Goal - Rename "white scarf" to "pale scarf" in the stretch from the line containing "target | street lamp post" through the line containing "(466, 1016)". Give only those lines back, with nothing else changed.

The records -
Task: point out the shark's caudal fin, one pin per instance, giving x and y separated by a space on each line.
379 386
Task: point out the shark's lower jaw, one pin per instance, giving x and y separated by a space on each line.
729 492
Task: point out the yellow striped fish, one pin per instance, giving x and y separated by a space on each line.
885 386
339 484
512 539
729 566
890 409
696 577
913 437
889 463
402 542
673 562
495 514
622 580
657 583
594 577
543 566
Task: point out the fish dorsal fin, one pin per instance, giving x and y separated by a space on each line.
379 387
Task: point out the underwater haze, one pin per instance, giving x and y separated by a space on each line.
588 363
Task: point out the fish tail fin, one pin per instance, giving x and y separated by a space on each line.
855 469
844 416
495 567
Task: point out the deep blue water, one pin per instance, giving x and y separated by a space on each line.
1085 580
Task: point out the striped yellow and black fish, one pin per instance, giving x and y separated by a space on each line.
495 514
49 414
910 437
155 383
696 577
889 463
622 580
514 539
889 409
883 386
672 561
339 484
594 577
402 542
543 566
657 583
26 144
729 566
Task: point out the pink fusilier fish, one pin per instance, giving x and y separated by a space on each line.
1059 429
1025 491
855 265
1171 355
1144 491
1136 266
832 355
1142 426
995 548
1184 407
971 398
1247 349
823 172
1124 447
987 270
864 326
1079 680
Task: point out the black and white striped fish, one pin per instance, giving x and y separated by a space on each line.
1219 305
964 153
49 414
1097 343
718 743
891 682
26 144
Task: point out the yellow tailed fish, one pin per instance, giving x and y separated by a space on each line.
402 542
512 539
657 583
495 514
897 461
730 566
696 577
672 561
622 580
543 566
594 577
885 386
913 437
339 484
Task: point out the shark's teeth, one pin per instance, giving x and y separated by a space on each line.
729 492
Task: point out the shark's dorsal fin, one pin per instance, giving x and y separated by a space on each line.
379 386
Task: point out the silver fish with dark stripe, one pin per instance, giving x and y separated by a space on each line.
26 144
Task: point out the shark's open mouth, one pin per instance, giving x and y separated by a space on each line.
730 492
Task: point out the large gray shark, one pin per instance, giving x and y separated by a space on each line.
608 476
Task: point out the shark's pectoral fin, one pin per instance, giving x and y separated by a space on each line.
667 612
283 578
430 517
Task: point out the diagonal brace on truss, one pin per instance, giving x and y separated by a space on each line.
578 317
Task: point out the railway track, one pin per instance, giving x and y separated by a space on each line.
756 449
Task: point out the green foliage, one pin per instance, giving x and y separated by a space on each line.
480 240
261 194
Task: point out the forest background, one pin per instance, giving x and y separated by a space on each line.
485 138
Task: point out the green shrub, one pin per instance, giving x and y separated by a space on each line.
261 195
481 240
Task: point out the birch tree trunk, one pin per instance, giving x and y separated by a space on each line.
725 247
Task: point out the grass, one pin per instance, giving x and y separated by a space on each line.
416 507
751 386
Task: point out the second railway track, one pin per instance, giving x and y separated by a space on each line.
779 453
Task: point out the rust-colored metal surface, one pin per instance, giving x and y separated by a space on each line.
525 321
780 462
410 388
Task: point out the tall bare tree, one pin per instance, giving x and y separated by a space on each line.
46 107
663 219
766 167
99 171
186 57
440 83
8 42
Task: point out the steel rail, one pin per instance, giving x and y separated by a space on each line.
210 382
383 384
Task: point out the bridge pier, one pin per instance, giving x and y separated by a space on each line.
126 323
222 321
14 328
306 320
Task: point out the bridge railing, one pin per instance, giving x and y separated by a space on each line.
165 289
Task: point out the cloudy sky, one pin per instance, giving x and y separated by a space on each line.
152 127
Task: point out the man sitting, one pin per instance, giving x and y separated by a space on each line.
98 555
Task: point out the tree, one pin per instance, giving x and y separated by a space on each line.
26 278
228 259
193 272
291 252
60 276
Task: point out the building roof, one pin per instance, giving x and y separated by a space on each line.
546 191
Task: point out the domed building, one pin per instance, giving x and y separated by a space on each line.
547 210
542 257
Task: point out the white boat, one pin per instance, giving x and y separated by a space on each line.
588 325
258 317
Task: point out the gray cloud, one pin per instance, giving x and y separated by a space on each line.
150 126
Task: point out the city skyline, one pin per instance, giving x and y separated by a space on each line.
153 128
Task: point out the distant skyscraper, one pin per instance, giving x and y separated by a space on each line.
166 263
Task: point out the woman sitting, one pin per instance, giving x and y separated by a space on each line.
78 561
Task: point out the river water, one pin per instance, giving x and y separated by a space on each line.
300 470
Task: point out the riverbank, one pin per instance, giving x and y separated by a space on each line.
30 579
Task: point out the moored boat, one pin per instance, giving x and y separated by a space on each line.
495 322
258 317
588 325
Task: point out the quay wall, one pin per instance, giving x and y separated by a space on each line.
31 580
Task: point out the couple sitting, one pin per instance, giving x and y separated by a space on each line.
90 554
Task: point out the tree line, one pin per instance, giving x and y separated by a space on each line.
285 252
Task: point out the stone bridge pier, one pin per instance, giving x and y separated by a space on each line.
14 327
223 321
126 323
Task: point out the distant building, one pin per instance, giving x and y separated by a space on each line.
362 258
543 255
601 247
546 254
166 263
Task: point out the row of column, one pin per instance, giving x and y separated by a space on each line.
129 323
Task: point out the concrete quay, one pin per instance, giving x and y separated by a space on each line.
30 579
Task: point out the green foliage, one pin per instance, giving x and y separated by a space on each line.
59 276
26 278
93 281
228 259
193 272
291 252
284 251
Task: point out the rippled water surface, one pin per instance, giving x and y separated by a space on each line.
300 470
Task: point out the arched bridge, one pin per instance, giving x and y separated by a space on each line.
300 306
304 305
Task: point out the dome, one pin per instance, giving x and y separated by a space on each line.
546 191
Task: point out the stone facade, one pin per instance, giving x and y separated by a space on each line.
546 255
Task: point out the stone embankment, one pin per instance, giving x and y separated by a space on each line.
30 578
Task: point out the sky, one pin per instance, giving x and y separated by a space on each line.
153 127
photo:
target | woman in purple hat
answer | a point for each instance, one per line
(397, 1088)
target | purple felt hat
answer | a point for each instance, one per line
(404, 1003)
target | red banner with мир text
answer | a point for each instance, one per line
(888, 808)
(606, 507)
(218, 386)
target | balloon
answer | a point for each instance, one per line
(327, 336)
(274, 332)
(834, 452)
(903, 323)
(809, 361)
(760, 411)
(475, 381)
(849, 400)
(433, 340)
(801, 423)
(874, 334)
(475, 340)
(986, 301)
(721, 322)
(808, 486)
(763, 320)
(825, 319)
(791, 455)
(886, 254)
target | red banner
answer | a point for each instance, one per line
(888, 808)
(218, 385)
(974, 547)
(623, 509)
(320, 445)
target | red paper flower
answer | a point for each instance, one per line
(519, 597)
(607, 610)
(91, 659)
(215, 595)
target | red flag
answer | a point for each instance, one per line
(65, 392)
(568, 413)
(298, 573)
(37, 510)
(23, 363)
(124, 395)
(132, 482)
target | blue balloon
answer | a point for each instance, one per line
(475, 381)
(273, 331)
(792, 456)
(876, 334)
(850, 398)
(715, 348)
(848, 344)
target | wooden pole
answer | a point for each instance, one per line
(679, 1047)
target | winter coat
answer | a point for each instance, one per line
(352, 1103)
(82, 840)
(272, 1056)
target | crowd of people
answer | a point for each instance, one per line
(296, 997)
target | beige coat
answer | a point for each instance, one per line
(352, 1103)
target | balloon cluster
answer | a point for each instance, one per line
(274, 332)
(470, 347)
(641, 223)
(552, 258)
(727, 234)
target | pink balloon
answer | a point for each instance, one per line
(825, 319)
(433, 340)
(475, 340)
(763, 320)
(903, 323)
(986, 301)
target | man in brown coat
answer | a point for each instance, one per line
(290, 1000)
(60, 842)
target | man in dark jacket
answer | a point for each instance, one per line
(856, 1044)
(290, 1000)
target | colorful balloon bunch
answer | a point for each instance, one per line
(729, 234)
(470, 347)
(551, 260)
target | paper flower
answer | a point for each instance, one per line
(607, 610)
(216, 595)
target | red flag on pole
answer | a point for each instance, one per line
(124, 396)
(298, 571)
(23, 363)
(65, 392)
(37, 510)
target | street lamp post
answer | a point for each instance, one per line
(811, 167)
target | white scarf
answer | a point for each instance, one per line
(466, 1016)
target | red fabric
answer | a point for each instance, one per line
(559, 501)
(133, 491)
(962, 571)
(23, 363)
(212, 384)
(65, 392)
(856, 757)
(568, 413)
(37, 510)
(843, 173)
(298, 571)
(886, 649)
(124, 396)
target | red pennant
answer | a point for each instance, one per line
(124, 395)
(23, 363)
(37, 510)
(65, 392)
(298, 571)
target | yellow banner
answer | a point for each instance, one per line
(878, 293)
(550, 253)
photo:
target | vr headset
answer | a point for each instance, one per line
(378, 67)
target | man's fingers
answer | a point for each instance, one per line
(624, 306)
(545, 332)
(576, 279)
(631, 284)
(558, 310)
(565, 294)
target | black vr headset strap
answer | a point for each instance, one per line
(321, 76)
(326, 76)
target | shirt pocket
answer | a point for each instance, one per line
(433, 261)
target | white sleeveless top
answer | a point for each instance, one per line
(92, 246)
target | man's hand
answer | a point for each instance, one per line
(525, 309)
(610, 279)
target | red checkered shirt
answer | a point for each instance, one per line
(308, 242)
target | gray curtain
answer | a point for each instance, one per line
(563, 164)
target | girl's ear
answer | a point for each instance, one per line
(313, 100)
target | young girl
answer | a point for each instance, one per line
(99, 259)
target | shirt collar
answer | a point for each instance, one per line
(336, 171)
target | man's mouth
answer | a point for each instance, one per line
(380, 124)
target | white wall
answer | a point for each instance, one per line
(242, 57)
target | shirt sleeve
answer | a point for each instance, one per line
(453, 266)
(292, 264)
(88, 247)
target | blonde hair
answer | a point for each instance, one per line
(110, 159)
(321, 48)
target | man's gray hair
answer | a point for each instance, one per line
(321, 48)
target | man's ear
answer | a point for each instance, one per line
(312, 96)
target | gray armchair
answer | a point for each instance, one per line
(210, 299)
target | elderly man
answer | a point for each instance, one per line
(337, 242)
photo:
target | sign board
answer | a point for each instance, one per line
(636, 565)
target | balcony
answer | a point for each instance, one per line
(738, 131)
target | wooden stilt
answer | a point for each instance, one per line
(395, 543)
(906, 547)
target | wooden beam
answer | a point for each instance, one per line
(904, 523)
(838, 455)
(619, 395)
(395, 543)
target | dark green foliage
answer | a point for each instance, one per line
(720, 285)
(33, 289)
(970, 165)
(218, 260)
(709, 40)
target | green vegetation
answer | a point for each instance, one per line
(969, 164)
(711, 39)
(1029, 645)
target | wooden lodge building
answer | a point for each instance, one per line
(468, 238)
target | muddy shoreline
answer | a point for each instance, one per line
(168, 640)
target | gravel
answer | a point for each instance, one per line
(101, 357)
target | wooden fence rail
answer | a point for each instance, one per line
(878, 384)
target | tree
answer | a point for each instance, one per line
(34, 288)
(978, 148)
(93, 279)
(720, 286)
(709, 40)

Answer to the exercise -
target | street lamp post
answer | a point for each instance, one per line
(811, 167)
target | pale scarf
answer | a point for each instance, one per line
(466, 1016)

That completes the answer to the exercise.